-- Given task --
Can you lay out every line of the material as a JSON list of strings, one string per line, leaving out blank lines?

Position annotation records
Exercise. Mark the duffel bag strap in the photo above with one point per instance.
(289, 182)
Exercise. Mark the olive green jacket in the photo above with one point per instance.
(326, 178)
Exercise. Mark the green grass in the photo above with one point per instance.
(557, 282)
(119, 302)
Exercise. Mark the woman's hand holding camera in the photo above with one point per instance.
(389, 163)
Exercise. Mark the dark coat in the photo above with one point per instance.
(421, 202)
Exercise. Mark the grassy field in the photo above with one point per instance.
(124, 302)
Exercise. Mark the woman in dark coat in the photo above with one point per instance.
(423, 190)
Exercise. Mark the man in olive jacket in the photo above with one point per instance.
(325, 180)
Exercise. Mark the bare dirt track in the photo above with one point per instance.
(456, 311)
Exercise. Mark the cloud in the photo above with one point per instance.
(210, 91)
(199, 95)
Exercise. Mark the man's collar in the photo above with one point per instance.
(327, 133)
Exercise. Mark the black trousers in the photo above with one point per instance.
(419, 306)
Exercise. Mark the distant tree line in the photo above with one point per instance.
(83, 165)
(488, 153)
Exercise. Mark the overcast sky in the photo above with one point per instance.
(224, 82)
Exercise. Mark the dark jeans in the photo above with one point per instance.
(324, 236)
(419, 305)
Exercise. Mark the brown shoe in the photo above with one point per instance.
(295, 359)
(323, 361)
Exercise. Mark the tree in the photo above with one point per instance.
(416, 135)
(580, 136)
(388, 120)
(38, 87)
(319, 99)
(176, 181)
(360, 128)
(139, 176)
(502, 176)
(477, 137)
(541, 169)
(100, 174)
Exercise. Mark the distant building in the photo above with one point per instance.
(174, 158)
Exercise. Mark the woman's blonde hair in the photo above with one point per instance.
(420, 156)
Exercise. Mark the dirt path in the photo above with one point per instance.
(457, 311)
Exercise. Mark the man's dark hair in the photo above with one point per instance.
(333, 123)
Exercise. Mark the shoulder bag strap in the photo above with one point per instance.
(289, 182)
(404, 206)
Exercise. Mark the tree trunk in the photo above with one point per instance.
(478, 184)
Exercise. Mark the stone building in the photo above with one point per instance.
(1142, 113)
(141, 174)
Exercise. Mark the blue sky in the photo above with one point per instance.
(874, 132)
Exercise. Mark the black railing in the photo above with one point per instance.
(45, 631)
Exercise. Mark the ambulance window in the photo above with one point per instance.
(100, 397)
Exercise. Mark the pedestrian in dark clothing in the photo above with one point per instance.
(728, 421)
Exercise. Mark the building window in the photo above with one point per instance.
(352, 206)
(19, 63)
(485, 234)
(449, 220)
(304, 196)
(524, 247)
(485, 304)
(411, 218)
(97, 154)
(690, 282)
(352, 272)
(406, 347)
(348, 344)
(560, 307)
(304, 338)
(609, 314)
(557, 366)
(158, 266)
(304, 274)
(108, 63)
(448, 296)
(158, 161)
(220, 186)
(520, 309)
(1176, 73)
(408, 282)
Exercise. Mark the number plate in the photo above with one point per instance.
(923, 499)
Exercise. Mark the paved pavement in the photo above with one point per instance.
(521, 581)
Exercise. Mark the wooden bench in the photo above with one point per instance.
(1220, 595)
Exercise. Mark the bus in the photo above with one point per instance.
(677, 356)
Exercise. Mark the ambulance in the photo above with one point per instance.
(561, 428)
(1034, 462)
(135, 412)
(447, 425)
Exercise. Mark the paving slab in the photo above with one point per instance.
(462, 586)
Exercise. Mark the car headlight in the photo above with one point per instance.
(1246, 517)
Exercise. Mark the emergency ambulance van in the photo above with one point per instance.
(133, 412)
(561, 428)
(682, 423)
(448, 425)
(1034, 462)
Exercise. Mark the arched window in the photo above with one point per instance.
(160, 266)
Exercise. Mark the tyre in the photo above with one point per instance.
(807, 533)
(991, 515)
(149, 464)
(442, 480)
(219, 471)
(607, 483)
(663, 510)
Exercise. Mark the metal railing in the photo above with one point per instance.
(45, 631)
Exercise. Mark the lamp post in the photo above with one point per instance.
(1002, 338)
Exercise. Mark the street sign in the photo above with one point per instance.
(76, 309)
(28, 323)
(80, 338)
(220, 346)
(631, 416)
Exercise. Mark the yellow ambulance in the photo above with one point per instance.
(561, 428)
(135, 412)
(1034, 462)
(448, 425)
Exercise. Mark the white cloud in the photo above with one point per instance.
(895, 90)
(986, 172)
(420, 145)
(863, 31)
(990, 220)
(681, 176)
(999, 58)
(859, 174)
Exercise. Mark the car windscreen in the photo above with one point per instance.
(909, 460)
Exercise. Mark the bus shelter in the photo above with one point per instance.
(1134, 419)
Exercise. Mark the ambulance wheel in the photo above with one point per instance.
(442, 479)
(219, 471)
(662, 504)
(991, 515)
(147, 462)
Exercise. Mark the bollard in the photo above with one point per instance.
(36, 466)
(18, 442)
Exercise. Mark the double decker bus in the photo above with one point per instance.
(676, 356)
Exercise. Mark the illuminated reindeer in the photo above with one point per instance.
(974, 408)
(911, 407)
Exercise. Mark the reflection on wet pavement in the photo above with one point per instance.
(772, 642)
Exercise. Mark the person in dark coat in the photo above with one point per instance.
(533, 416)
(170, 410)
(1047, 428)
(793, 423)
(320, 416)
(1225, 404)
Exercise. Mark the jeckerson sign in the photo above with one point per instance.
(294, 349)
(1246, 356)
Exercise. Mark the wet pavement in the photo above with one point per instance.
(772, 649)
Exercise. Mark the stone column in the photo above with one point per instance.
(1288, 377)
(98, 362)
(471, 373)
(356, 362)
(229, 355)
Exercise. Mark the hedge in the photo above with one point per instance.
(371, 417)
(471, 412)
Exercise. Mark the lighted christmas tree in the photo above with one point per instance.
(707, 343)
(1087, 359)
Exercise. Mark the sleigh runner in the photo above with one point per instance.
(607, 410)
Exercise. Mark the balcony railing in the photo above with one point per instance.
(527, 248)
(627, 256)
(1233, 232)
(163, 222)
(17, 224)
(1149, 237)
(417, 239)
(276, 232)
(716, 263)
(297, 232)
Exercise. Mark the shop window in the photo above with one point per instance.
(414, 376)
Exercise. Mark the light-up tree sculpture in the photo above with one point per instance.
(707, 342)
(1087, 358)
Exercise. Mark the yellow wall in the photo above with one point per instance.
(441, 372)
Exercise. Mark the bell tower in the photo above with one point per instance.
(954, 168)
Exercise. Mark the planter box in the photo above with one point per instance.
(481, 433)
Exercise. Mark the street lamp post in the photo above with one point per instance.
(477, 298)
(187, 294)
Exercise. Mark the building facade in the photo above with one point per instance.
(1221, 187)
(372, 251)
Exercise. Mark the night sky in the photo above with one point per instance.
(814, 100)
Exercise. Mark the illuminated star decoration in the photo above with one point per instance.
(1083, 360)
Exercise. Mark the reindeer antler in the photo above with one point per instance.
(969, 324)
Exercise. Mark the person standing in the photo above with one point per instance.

-- Result of the exercise --
[
  "Exercise. Mark the duffel bag strap in the photo above with one point per instance.",
  "(289, 182)",
  "Exercise. Mark the olive green jacket in the photo above with one point per instance.",
  "(326, 178)",
  "Exercise. Mark the green grass in the photo above with one point per instance.",
  "(557, 282)",
  "(119, 302)",
  "Exercise. Mark the woman's hand holding camera in the photo above with one point per instance.",
  "(389, 163)",
  "Exercise. Mark the dark coat in the photo above with one point per instance.",
  "(421, 202)",
  "Exercise. Mark the grassy field in the photo above with one point per instance.",
  "(124, 302)",
  "Exercise. Mark the woman in dark coat in the photo above with one point per instance.",
  "(423, 190)",
  "Exercise. Mark the man in olive jacket in the photo above with one point per instance.",
  "(325, 180)",
  "Exercise. Mark the bare dirt track in the photo above with one point per instance.",
  "(456, 311)",
  "Exercise. Mark the cloud in the photo above with one point per instance.",
  "(210, 91)",
  "(199, 95)",
  "Exercise. Mark the man's collar in the photo above with one point per instance.",
  "(327, 133)",
  "Exercise. Mark the black trousers in the photo above with one point per instance.",
  "(419, 306)",
  "Exercise. Mark the distant tree line in the photo above with one point per instance.",
  "(83, 165)",
  "(488, 153)",
  "Exercise. Mark the overcast sky in the photo above with one point per instance.",
  "(224, 82)",
  "Exercise. Mark the dark jeans in the photo above with one point per instance.",
  "(324, 236)",
  "(419, 305)",
  "Exercise. Mark the brown shoe in the photo above with one point per instance.",
  "(295, 359)",
  "(323, 361)",
  "Exercise. Mark the tree in the photo above with one point per instance.",
  "(416, 135)",
  "(580, 136)",
  "(388, 120)",
  "(38, 87)",
  "(319, 99)",
  "(176, 181)",
  "(360, 128)",
  "(139, 176)",
  "(502, 176)",
  "(477, 137)",
  "(541, 169)",
  "(100, 174)",
  "Exercise. Mark the distant building in the photo above with one point per instance.",
  "(174, 158)",
  "Exercise. Mark the woman's blonde hair in the photo above with one point per instance.",
  "(420, 156)",
  "Exercise. Mark the dirt path in the photo above with one point per instance.",
  "(457, 311)",
  "Exercise. Mark the man's dark hair in the photo above with one point per instance.",
  "(333, 123)",
  "Exercise. Mark the shoulder bag strap in the photo above with one point per instance.",
  "(289, 182)",
  "(404, 206)",
  "Exercise. Mark the tree trunk in the photo above with one point per instance.",
  "(478, 184)",
  "Exercise. Mark the stone building in the photo above with one point per instance.",
  "(1142, 113)",
  "(141, 174)",
  "Exercise. Mark the blue sky in the photo above with one point per instance.",
  "(874, 132)",
  "Exercise. Mark the black railing in the photo above with one point per instance.",
  "(45, 631)",
  "Exercise. Mark the ambulance window in the photo above with one point per instance.",
  "(100, 397)",
  "Exercise. Mark the pedestrian in dark clothing in the photo above with one point per instance.",
  "(728, 421)",
  "Exercise. Mark the building window in the photo above with one point per instance.",
  "(352, 206)",
  "(19, 63)",
  "(485, 234)",
  "(449, 220)",
  "(304, 196)",
  "(524, 247)",
  "(485, 304)",
  "(411, 218)",
  "(97, 154)",
  "(690, 282)",
  "(352, 272)",
  "(406, 347)",
  "(348, 344)",
  "(560, 307)",
  "(304, 338)",
  "(609, 314)",
  "(557, 366)",
  "(158, 266)",
  "(304, 274)",
  "(108, 63)",
  "(448, 296)",
  "(158, 161)",
  "(220, 186)",
  "(520, 309)",
  "(1176, 73)",
  "(408, 282)",
  "Exercise. Mark the number plate in the photo above with one point per instance.",
  "(923, 499)",
  "Exercise. Mark the paved pavement in the photo above with one point per instance.",
  "(521, 581)",
  "Exercise. Mark the wooden bench in the photo above with one point per instance.",
  "(1220, 595)",
  "Exercise. Mark the bus in the photo above with one point per instance.",
  "(677, 356)",
  "Exercise. Mark the ambulance in the photo above with one point per instance.",
  "(561, 428)",
  "(1034, 462)",
  "(135, 412)",
  "(447, 425)",
  "Exercise. Mark the paving slab in the photo above with one point per instance.",
  "(462, 586)",
  "Exercise. Mark the car headlight in the photo above with one point per instance.",
  "(1246, 517)",
  "Exercise. Mark the emergency ambulance van in the photo above with one point per instance.",
  "(133, 412)",
  "(561, 428)",
  "(682, 423)",
  "(448, 425)",
  "(1034, 462)",
  "Exercise. Mark the arched window in the photo above with one point per instance.",
  "(160, 266)",
  "Exercise. Mark the tyre in the photo above with one point per instance.",
  "(807, 533)",
  "(991, 515)",
  "(149, 464)",
  "(442, 480)",
  "(219, 471)",
  "(607, 483)",
  "(663, 510)",
  "Exercise. Mark the metal railing in the photo above with one point per instance.",
  "(45, 631)",
  "Exercise. Mark the lamp post in the photo above with one point per instance.",
  "(1002, 338)",
  "Exercise. Mark the street sign in the photo above with one point per instance.",
  "(76, 309)",
  "(28, 323)",
  "(80, 338)",
  "(220, 346)",
  "(631, 416)",
  "Exercise. Mark the yellow ambulance in the photo above with one point per instance.",
  "(561, 428)",
  "(135, 412)",
  "(1034, 462)",
  "(448, 425)",
  "Exercise. Mark the white cloud in the photo above with one point per instance.",
  "(895, 90)",
  "(986, 172)",
  "(420, 145)",
  "(863, 31)",
  "(990, 220)",
  "(681, 176)",
  "(999, 58)",
  "(859, 174)",
  "Exercise. Mark the car windscreen in the photo above with one point per instance.",
  "(909, 460)",
  "Exercise. Mark the bus shelter in the photo above with one point per instance.",
  "(1134, 419)",
  "Exercise. Mark the ambulance wheel in the photo above with one point per instance.",
  "(442, 479)",
  "(219, 471)",
  "(662, 504)",
  "(991, 515)",
  "(147, 462)",
  "Exercise. Mark the bollard in the photo above with one point per instance.",
  "(36, 466)",
  "(18, 442)",
  "Exercise. Mark the double decker bus in the photo above with one point per instance.",
  "(676, 356)",
  "Exercise. Mark the illuminated reindeer in the photo above with one point per instance.",
  "(974, 408)",
  "(911, 407)",
  "Exercise. Mark the reflection on wet pavement in the photo above with one point per instance.",
  "(772, 642)",
  "Exercise. Mark the person in dark coat in the photo above with one point per instance.",
  "(533, 416)",
  "(170, 410)",
  "(1047, 428)",
  "(793, 423)",
  "(320, 416)",
  "(1225, 404)",
  "Exercise. Mark the jeckerson sign in the photo above with one point per instance.",
  "(294, 349)",
  "(1246, 356)",
  "Exercise. Mark the wet pavement in the photo above with one point per instance.",
  "(772, 649)",
  "Exercise. Mark the stone column in the photo above with one point per instance.",
  "(1288, 377)",
  "(98, 362)",
  "(471, 373)",
  "(356, 362)",
  "(229, 355)",
  "Exercise. Mark the hedge in the photo above with one point per instance.",
  "(371, 417)",
  "(471, 412)",
  "Exercise. Mark the lighted christmas tree in the photo above with one point per instance.",
  "(707, 343)",
  "(1087, 359)",
  "Exercise. Mark the sleigh runner in the photo above with one point per instance.",
  "(607, 410)",
  "Exercise. Mark the balcony railing in the photo above with one point per instance.",
  "(527, 248)",
  "(627, 256)",
  "(1233, 232)",
  "(163, 222)",
  "(17, 224)",
  "(1149, 237)",
  "(417, 239)",
  "(276, 232)",
  "(716, 263)",
  "(297, 232)",
  "Exercise. Mark the shop window in the photo above with one point per instance.",
  "(414, 376)",
  "Exercise. Mark the light-up tree sculpture in the photo above with one point per instance.",
  "(707, 342)",
  "(1087, 358)",
  "Exercise. Mark the yellow wall in the photo above with one point per instance.",
  "(441, 372)",
  "Exercise. Mark the bell tower in the photo above with one point per instance.",
  "(954, 168)",
  "Exercise. Mark the planter box in the photo above with one point per instance.",
  "(481, 433)",
  "Exercise. Mark the street lamp post in the photo above with one point per instance.",
  "(477, 298)",
  "(187, 294)",
  "Exercise. Mark the building facade in the photo above with one point per instance.",
  "(1221, 187)",
  "(372, 251)",
  "Exercise. Mark the night sky in the photo above with one point per instance.",
  "(814, 100)",
  "Exercise. Mark the illuminated star decoration in the photo above with one point per instance.",
  "(1083, 360)",
  "Exercise. Mark the reindeer antler in the photo above with one point per instance.",
  "(969, 324)",
  "Exercise. Mark the person standing in the photo above with one point per instance."
]